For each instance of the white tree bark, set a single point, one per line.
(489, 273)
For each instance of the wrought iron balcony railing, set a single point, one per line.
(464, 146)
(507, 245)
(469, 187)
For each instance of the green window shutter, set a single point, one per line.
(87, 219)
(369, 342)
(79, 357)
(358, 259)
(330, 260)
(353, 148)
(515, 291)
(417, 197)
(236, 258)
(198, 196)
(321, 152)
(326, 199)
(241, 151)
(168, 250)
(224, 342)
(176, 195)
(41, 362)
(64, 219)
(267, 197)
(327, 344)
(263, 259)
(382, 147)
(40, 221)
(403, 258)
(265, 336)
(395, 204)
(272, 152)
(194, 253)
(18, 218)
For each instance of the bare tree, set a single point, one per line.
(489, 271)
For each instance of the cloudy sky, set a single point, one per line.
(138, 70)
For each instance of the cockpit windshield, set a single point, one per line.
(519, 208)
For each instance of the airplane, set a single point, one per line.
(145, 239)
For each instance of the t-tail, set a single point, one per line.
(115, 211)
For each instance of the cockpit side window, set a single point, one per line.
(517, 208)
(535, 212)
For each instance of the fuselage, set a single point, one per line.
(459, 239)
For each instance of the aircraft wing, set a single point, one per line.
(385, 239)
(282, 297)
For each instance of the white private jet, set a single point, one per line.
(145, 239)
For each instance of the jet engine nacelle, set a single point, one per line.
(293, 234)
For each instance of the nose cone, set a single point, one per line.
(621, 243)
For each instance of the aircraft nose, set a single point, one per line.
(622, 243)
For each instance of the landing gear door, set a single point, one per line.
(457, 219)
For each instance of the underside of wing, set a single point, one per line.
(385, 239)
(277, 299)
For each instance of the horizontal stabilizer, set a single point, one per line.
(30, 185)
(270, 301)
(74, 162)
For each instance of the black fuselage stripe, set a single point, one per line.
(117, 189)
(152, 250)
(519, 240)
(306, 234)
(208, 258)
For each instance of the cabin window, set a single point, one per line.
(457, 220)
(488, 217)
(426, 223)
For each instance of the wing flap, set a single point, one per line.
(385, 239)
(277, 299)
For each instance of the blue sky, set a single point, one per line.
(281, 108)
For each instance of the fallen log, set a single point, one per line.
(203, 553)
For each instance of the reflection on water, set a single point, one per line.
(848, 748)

PROMPT
Reproduce the listing in full, exactly, so that no line is missing.

EXERCISE OUTPUT
For each instance of the white tree bark, set a single point, one per line.
(489, 273)
For each instance of the wrought iron balcony railing, set a single point, one per line.
(464, 146)
(507, 245)
(469, 187)
For each instance of the green window shutter, set a single point, one per line.
(87, 219)
(369, 342)
(79, 357)
(358, 259)
(330, 260)
(353, 148)
(515, 291)
(417, 197)
(236, 258)
(198, 196)
(321, 152)
(326, 199)
(241, 151)
(168, 250)
(224, 342)
(176, 195)
(41, 362)
(64, 219)
(267, 197)
(327, 344)
(263, 259)
(382, 147)
(40, 221)
(403, 258)
(265, 336)
(395, 204)
(272, 152)
(194, 253)
(18, 218)
For each instance of the bare tree, set a single point, one per line.
(489, 271)
For each instance of the cloudy sky, set a single point, one per line.
(138, 70)
For each instance of the cockpit windshield, set a single point, one per line.
(519, 208)
For each instance of the airplane, set a single point, one per line.
(145, 239)
For each instance of the t-tail, set a single point, one per line.
(115, 211)
For each instance of the cockpit side window, set a single point, one per line.
(517, 208)
(535, 212)
For each instance of the fuselage, set a single point, one per line.
(459, 239)
For each instance of the aircraft wing, set a single point, one per line.
(385, 239)
(282, 297)
For each instance of the white private jet, set a single point, one per line.
(145, 239)
For each instance of the jet engine nacelle, set a single point, one per line.
(293, 234)
For each instance of the nose cone, set a single point, one per line.
(621, 243)
For each instance of the aircraft nose, set a single point, one per line.
(622, 243)
For each instance of the landing gear door, set a single point, one per line.
(457, 219)
For each instance of the underside of wing, set a single point, one per line.
(385, 239)
(277, 299)
For each instance of the horizontal stabilizer, set a single point, one per line.
(30, 185)
(270, 301)
(74, 162)
For each instance of the black fuselage stripe, set a single point, one per line.
(117, 189)
(152, 250)
(519, 240)
(306, 234)
(208, 258)
For each instance of the cabin window, set a single point, one per line.
(457, 220)
(488, 217)
(426, 223)
For each instance of the wing flap, set a single point, one per line.
(385, 239)
(277, 299)
For each instance of the blue sky, set a single point, one per line.
(281, 108)
For each instance of the fallen log, set a single point, one per line.
(203, 553)
For each instance of the reflection on water, set a single point, one per line.
(848, 748)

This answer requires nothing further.